• _Set problem 1_
From the records, pull every line that contains the string "crowd".

# Hurricane lamp usage and lamp oil questions



## wahoowad (Feb 6, 2010)

I've had a hurricane lamp (like the one pictured below) for years but keep forgetting to buy lamp oil. Are all lamp oils the same? I guess I'm just going to try and find a bottle at K-Mart or Wal-Mart.

My goal would be to use it for emergency lighting when the power goes out. Happens only a couple times a year so what kind of 'shelf life' does lamp oil have? Do these burn really clean? Anything I should I know to keep one burning properly if I have to run it for several hours (or days)? I guess having a replacement wick on hand is a good idea.


----------



## Dix (Feb 6, 2010)

I've got 3 of them for the same purpose. And have had the same 3 bottles of oil for a few years now. 

Wally World carried them in the lamp section, along with wicks, etc.


----------



## Hogwildz (Feb 6, 2010)

I like the cinnamon scented lamp oil.


----------



## LLigetfa (Feb 6, 2010)

We've had several for years.  Choose your oil by the scent and store the lamps in an airtight container.  The smell of the oil will get worse over time.  My lamps are out in a shed now because of the smell despite being sealed in plastic bags.

We use candles instead.  Gas lamps are good too but their mantles can be fragile.


----------



## Highbeam (Feb 6, 2010)

• _Rows_
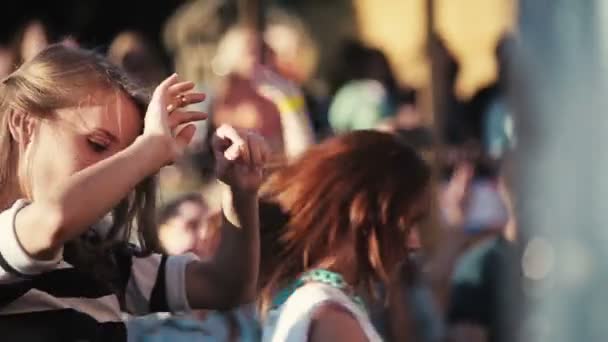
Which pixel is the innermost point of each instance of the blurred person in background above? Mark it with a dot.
(350, 203)
(255, 96)
(186, 225)
(134, 53)
(33, 38)
(485, 284)
(7, 61)
(63, 275)
(367, 91)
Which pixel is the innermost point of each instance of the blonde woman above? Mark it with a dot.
(77, 141)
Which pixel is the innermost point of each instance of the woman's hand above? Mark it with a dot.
(166, 112)
(240, 156)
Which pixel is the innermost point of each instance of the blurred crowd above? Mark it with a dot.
(457, 281)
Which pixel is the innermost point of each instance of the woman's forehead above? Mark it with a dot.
(113, 112)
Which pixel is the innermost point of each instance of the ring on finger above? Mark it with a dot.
(171, 107)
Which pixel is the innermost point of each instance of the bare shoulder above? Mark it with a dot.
(333, 322)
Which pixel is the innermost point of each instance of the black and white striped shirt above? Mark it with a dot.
(52, 300)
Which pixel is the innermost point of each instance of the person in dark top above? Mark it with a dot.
(484, 294)
(79, 147)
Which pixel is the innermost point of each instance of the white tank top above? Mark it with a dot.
(290, 322)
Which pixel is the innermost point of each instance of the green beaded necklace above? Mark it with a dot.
(318, 275)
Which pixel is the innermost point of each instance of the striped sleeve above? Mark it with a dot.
(15, 263)
(156, 283)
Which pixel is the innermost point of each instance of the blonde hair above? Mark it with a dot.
(60, 77)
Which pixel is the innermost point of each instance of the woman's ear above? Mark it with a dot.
(21, 125)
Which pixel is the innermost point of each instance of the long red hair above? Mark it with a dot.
(352, 198)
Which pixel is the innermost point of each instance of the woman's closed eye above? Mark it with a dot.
(97, 146)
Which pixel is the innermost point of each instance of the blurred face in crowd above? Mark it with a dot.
(34, 40)
(74, 138)
(6, 61)
(188, 231)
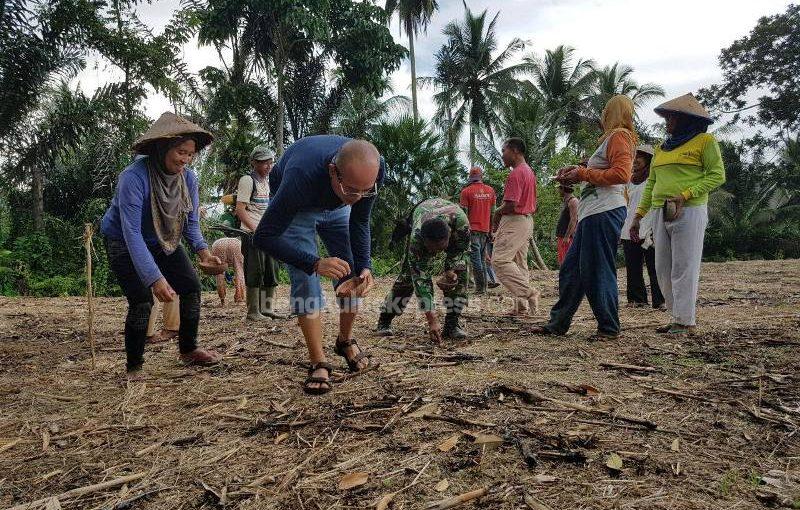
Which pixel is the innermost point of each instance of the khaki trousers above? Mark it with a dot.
(510, 256)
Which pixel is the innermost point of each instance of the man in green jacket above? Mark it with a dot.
(437, 225)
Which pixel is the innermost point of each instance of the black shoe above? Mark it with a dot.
(384, 327)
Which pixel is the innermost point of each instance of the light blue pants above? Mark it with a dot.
(333, 228)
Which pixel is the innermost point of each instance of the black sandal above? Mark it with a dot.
(352, 363)
(311, 379)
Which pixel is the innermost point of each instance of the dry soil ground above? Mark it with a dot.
(706, 421)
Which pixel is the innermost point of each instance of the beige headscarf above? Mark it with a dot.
(618, 118)
(170, 201)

• _Set problem 2_
Answer these questions using the hurricane lamp thread:
(a) According to the first post, how often does the power go out?
(b) Which lamp oil scent does Hogwildz like?
(c) Where does LLigetfa keep the lamps now, and for what reason?

• _Exercise answer 1_
Which pixel is the innermost point of each instance of the blurred crowd above? Mark it with a dot.
Which pixel is the innermost point of each instance of the blurred face in crowd above? Mark it with a dot.

• _Exercise answer 2_
(a) Only a couple of times a year.
(b) Cinnamon.
(c) In a shed, because of the smell of the oil, even though the lamps are sealed in plastic bags.